■ Wat wordt gevraagd:
1. Hoeveel bedragen de regresvorderingen en omslagvorderingen samen per Verweerder volgens de tekst over de vorderingen van de Curator?
2. Schrijf de tekst over de vorderingen van de Curator verder vanaf de laatste zin.

■ Aangeleverde tekst:
Daar tegenover vordert de Curator namens de Failliete Vennootschappen de bedragen die zij, ter aflossing van de Kredietovereenkomst, stellen meer te hebben betaald dan de mate waarin de Schuld hen aanging (regresvorderingen), alsmede hetgeen zij van Verweerders te vorderen menen te hebben vanwege het feit dat enkele mede hoofdelijke aansprakelijke vennootschappen onder de Kredietovereenkomst en de CJMO niet of niet geheel aan hun draagplicht in deze hebben kunnen voldoen (omslagvorderingen). Dit alles ingevolge artikel 6:10 e.v. BW. Regresvorderingen en omslagvorderingen tezamen belopen per Verweerder totaal een bedrag van f 6.313.176,95 (...).

■ Ruwe gegevens:
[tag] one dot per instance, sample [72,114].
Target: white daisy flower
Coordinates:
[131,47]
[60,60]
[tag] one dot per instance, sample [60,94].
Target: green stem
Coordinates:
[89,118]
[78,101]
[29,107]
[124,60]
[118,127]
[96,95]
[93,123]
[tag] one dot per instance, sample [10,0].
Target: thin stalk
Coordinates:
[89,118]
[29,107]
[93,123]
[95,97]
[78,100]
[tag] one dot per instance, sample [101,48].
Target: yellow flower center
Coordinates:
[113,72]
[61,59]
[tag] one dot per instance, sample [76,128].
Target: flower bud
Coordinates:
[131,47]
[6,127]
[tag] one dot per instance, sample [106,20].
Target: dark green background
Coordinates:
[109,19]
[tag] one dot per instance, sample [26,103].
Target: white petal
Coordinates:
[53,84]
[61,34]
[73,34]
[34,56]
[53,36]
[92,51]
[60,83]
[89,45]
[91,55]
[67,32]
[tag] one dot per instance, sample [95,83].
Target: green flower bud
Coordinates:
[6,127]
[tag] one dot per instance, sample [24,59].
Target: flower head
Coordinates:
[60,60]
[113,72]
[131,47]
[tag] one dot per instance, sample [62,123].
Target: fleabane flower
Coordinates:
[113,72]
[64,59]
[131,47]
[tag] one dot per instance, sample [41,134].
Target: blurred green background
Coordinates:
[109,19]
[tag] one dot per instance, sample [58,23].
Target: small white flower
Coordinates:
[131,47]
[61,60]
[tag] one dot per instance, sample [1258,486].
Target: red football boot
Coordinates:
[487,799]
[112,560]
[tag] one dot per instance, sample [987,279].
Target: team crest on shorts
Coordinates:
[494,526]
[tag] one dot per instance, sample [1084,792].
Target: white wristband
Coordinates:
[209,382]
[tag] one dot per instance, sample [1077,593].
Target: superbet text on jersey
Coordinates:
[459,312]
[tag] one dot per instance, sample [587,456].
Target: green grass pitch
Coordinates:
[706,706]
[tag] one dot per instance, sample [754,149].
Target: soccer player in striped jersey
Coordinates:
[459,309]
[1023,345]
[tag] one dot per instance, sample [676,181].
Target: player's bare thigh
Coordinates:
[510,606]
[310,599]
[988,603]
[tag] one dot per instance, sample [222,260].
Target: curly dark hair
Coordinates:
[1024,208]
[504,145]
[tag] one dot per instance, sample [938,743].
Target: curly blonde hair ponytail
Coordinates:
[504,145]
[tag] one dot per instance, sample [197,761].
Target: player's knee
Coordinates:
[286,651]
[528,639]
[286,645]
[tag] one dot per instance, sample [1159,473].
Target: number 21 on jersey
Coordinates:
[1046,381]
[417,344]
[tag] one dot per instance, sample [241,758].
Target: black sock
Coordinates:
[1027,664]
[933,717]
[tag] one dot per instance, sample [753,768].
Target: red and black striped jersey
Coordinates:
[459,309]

■ Antwoordenlijst:
1. Per Verweerder bedragen ze samen f 6.313.176,95.

2.
7.2.18

Verweerders hebben tegen deze vorderingen van de Curator onder meer het – subsidiaire – verweer gevoerd dat de berekening ervan niet klopt, althans niet (voldoende) controleerbaar is. Dit omdat uit de administratie en de processtukken van de Curator noch blijkt van de precieze omvang van de schuld van elk van de Failliete Vennootschappen aan de Bank per datum faillissement (debetsaldo), noch hetgeen zij elk precies hebben bijgedragen aan de aflossing van die schuld door verkoop van activa die hen toebehoorden, omdat die opbrengst niet per activum en per individuele Failliete Vennootschap is toegescheiden en verantwoord (...).

7.2.19

De Curator heeft deze bezwaren van Verweerders op zichzelf niet betwist, maar gesteld dat deze niet relevant zijn omdat, in zijn woorden, “de regres- en omslagproblematiek op concernniveau (dient) te worden bekeken”, waarbij zijns inziens past een gelijke draagplicht van alle aan de Kredietovereenkomst en CJMO verbonden vennootschappen. In zoverre erkent de Curator alle regresvorderingen “op één hoop te gooien” (…).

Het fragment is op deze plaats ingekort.